Stored items from a collection.
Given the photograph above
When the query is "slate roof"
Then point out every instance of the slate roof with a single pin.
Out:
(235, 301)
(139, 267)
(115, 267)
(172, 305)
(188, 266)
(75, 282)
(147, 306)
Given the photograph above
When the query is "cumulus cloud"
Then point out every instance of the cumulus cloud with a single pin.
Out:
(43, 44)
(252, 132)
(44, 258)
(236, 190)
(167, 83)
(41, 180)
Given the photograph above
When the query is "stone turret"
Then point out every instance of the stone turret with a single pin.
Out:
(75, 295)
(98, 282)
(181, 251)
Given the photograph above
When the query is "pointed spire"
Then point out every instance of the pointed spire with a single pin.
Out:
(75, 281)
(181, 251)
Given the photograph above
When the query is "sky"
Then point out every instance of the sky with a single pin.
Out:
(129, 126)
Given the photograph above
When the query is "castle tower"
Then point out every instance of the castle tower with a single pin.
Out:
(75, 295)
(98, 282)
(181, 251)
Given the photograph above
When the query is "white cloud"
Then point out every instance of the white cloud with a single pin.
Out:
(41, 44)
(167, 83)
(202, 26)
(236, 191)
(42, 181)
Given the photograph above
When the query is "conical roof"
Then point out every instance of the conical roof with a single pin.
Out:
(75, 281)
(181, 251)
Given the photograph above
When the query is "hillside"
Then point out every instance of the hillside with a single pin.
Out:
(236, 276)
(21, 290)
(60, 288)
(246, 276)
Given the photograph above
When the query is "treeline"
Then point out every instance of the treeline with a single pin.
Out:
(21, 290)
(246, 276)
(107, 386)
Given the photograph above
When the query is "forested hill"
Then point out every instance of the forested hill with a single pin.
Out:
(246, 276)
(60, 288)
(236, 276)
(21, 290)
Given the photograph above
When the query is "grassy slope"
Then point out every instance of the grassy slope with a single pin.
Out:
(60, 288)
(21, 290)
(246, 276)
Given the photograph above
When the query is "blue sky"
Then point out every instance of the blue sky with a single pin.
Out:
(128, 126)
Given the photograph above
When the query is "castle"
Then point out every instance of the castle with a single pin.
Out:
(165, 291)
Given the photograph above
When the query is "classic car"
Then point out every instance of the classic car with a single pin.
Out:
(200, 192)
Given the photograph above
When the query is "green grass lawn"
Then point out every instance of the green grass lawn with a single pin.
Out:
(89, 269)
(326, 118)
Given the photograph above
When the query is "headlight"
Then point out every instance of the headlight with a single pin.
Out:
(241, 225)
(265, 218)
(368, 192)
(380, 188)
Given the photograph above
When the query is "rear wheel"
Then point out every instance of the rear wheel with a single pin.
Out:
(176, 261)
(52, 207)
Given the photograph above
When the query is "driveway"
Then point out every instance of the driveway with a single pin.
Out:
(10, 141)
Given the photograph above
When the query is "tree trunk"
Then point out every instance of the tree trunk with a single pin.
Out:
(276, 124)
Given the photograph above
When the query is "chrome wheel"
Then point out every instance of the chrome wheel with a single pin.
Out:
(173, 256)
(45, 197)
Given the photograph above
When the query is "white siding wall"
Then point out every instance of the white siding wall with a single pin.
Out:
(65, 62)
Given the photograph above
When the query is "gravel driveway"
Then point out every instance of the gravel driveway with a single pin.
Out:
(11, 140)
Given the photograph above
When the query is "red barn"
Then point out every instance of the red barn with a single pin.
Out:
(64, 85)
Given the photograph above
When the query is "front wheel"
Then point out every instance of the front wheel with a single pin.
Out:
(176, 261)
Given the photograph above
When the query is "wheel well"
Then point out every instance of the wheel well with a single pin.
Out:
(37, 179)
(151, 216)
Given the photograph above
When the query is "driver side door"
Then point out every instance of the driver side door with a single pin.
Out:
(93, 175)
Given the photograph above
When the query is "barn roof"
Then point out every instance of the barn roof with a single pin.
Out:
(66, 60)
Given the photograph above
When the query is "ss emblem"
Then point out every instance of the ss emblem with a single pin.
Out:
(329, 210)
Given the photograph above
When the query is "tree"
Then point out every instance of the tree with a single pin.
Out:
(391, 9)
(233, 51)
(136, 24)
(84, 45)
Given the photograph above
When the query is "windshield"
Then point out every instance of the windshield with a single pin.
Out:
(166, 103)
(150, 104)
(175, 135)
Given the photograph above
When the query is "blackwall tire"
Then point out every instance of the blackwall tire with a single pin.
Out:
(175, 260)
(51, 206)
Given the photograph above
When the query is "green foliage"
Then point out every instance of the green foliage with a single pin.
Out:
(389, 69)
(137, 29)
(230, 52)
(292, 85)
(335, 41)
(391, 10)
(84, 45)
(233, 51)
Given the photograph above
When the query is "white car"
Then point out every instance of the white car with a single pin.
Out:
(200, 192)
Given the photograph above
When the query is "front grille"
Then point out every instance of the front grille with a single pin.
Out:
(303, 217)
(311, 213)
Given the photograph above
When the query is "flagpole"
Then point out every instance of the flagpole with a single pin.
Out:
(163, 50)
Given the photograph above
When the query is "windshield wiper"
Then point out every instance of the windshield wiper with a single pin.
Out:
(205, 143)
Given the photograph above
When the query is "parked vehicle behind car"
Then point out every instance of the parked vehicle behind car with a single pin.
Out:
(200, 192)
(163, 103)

Exercise directions. Please gather every line of the entries above that contains the word "classic", and copy each one in full.

Expected output.
When the query is "classic car"
Then point out every instance of the classic car with a single pin.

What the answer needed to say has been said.